***** Document excerpt

Minister Urging Americans To Protest Gaza Pullout Plan
WASHINGTON — Israel’s housing minister, Effi Eitam, called on American Jews this week to “speak out, both as Americans and as supporters of Israel” against his own prime minister’s plan for disengagement in Gaza.
“American Jewry should approach this issue both as citizens of a superpower that is fighting a global war against terrorism… and as people who care about Israel’s security,” Eitam told the Forward. “They ought to demand that the same criteria be applied to our war on terrorism as to theirs. They should also voice their opinion regarding the security risks of this plan, and the immorality of transferring Jews from their homes, which is as immoral as transferring Arabs.”
Eitam, who heads Israel’s National Religious Party, said he came to Washington to advance Israeli housing matters, but was devoting most of his 10-day trip to meetings with American Jews, primarily with members of Orthodox congregations, to rally them in opposition to Sharon’s plan.
His initial success record appeared mixed. This week one smaller Orthodox synagogue union, the National Council of Young Israel, asked members of its 150 congregations to phone Knesset members from Sharon’s Likud party to urge them to vote down the disengagement plan when it came before the Knesset on Monday. However, other Orthodox organizations, including the largest, the Orthodox Union, as well as the Religious Zionists of America, were resisting any move that would pit them against Israel’s prime minister.
Among other major groups, only the Zionist Organization of America is opposing Sharon’s plan. ZOA national president Morton Klein said his board authorized him last week to publicly campaign against what he called “this disastrous plan.” “We all have a moral obligation,” Klein said. “That land was given by God to all the Jewish people, who are all brothers and sisters. If we think that Jews are in danger, we must speak out.”
But while open opposition to Sharon was limited, the substance of Eitam’s message appeared to have broader resonance. Members of the Conference of Presidents of Major American Jewish Organizations were said to have come home from a group visit to Israel last month with considerable doubts about the disengagement plan after being briefed on it by senior political and military officials. Both hawkish and dovish participants referred to the plan as “confusing” and “half-baked.”
“There is concern that I hear from people about the plan,” said Malcolm Hoenlein, executive vice chairman of the Presidents Conference. “There is a lack of clarity about what it means and how it will be implemented and what will happen with security. Nobody knows yet what it really means.”

**********
***** Entries provided

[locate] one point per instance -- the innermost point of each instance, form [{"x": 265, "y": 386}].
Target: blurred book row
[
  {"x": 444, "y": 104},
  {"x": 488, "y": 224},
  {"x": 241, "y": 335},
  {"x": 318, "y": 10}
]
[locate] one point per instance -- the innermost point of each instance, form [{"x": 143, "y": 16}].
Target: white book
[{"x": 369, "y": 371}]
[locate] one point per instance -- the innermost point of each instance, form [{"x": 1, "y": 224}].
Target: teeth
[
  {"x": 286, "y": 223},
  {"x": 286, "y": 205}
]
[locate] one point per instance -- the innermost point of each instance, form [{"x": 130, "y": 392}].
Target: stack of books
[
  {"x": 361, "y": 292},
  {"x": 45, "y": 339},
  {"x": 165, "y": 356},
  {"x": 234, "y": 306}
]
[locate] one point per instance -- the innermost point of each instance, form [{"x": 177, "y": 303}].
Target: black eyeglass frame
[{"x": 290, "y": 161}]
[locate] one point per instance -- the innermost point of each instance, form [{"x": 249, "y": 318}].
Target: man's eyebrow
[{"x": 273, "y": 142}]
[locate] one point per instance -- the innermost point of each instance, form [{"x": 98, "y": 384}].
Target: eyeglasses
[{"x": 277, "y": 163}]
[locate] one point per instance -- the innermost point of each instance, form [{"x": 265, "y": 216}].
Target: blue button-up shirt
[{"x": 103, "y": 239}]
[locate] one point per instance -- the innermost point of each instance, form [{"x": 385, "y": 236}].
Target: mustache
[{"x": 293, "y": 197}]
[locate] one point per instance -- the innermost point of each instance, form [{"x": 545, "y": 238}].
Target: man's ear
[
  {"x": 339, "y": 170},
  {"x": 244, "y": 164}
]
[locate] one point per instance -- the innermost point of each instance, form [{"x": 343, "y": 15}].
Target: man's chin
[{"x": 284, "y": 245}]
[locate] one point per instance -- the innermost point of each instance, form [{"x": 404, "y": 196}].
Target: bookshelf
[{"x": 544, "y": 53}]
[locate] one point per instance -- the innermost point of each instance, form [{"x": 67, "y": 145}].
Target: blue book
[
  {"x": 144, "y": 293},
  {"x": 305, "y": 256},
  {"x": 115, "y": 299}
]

**********

- To be done:
a - In the article on the Gaza pullout plan, how long was Effi Eitam's trip to Washington?
b - Duplicate the passage of the Gaza pullout article from "His initial success" to "Israel’s prime minister.".

- Responses for each task:
a - Ten days.

b -
His initial success record appeared mixed. This week one smaller Orthodox synagogue union, the National Council of Young Israel, asked members of its 150 congregations to phone Knesset members from Sharon’s Likud party to urge them to vote down the disengagement plan when it came before the Knesset on Monday. However, other Orthodox organizations, including the largest, the Orthodox Union, as well as the Religious Zionists of America, were resisting any move that would pit them against Israel’s prime minister.